▶ SELECTED TEXT
┄┄┄┄┄┄

Tall vs Short, depends of type of grass, watering routine and how often you mow. If you want it low, mow every 2--4 days, depending on time of year. Even at Tenkiller, I mow my lawn (4 plus acres) at least twice a week, never apply any weed killers and  have very few weeds.

----------


## kevinpate

> Exactly right, Patrick.  Better yet, if you just scrape everything down to the bare dirt, the weeds don't have much chance.  LOL


I used to live near a family that had about 3/4 of their front lawn as a rock garden. Wasn't all that adorable so I presumed it might have been there to minimize mow time.  Now that the last son is grown and will be leaving, I'm beginning to think it might have been prettier than I remembered and not so bad an idea.

Yea, it's safe to say I'm not a lawn freak

----------


## drum4no1

Tall ,short, whatever who cares, above all proper regular mowing and correct watering does wonders for a lawn,

----------


## WilliamTell

Alot of opinions on the subject. I guess the only thing I would say about lawns that are cut very short at baseball fields is that you are starting out with alot better turf, drainage system, and soil then when you would find in the average front yard...but if something works for you then go for it.

┄┄┄┄┄┄

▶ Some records
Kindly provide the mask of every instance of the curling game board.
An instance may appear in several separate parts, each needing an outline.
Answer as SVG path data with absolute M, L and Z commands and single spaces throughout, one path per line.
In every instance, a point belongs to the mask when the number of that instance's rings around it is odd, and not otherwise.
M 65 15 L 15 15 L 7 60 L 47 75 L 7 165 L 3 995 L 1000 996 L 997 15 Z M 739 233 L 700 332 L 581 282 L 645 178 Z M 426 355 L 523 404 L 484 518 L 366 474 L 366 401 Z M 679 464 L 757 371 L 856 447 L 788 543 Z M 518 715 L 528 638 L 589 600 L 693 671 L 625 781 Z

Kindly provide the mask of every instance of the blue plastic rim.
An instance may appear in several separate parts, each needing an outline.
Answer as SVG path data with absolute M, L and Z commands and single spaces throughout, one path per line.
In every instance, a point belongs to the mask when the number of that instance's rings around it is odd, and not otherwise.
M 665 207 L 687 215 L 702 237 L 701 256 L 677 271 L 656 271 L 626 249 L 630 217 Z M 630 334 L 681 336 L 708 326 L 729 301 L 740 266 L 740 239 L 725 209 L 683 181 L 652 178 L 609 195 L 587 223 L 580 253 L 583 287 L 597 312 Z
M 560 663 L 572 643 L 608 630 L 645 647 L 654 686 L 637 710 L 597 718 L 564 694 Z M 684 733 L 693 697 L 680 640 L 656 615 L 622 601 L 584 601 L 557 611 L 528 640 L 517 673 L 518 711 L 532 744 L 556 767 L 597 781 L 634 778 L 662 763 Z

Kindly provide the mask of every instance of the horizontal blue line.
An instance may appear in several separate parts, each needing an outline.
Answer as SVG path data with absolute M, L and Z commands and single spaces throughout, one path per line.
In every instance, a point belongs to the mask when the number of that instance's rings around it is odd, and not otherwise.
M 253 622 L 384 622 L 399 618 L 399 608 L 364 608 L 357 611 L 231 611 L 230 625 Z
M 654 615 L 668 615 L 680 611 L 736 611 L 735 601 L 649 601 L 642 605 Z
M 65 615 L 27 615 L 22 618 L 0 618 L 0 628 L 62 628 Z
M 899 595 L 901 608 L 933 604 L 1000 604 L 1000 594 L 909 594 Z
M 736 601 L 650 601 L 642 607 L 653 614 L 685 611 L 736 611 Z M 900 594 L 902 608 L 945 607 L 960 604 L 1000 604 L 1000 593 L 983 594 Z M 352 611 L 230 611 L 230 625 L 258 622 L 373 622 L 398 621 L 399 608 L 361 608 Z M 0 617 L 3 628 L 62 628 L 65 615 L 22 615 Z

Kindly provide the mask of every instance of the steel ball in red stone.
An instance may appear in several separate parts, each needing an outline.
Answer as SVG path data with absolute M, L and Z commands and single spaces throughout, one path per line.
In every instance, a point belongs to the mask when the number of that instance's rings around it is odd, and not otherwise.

┄┄┄┄┄┄

▶ REQUIRED TASK
From the lawn-mowing thread, set down word for word the passage that begins at the words "Tall vs Short, depends" and stops after "bad an idea.".

▶ EXERCISE RESPONSE
Tall vs Short, depends of type of grass, watering routine and how often you mow. If you want it low, mow every 2--4 days, depending on time of year. Even at Tenkiller, I mow my lawn (4 plus acres) at least twice a week, never apply any weed killers and  have very few weeds.

----------


## kevinpate

> Exactly right, Patrick.  Better yet, if you just scrape everything down to the bare dirt, the weeds don't have much chance.  LOL


I used to live near a family that had about 3/4 of their front lawn as a rock garden. Wasn't all that adorable so I presumed it might have been there to minimize mow time.  Now that the last son is grown and will be leaving, I'm beginning to think it might have been prettier than I remembered and not so bad an idea.